··· Excerpt to read ···

As of this week, as many as 250,000 undocumented children living in California can enroll in free or low-cost medical, dental, vision, and mental health coverage thanks to the Health4AllKids legislation. Gov. Jerry Brown signed the bill – authored by Sen. Ricardo Lara– into law last year, and last week, included $188.2 million in his revised budget proposal to cover undocumented children’s Medi-Cal coverage. State officials expect three-quarters of the estimated 250,000 youths under 19 to join Medi-Cal in the first year, according to The Associated Press. Before Medi-Cal became fully available for undocumented children, about 121,000 only had a limited version of the program, which only provided emergency care.
A program like this is so important, because it means kids like Alejandra, 10, and Vanessa, 12, from Ahuachapán, El Salvador can receive the medical attention they need. In 2014, the two girls left their home to find their mother in the United States. Living with a negligent father and fearing for their lives because of the gang activity present in their neighborhood, they – like many other Central American children – traveled almost 3,000 miles to get to the United States to their mother, Martha.

··· Provided information ···

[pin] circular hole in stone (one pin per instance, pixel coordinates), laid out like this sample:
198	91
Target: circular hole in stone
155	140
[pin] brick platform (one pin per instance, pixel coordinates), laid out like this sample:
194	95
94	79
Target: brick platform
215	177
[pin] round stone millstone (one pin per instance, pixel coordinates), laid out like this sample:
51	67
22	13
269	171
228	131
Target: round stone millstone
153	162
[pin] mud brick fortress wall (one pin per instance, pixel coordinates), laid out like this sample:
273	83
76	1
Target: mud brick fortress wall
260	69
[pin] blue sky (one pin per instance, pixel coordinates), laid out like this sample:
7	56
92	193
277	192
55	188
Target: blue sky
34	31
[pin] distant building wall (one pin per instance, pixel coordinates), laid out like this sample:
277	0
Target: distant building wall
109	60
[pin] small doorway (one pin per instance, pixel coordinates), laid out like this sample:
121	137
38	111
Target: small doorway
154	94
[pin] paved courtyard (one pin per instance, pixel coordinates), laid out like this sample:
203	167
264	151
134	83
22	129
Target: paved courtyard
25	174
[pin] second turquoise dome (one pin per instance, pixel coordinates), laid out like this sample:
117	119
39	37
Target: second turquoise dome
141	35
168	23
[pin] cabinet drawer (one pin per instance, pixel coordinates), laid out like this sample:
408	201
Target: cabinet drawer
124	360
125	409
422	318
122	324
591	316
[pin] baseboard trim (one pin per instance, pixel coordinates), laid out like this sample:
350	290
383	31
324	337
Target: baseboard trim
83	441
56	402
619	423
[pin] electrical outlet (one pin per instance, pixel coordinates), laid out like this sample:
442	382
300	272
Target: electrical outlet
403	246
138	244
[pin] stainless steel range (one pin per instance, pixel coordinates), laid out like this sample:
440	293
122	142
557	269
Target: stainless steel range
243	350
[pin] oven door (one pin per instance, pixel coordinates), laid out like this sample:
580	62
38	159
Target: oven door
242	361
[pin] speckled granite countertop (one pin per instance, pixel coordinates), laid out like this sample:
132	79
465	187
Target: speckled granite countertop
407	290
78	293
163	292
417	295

···

Work request 1>
Translate this sentence from the Health4AllKids article into Spanish: "In 2014, the two girls left their home to find their mother in the United States."
Work request 2>
According to the Health4AllKids article, how much did the governor include in his revised budget proposal for undocumented children's Medi-Cal coverage?

Response area 1>
En 2014, las dos niñas dejaron su hogar para buscar a su madre en los Estados Unidos.

Response area 2>
$188.2 million.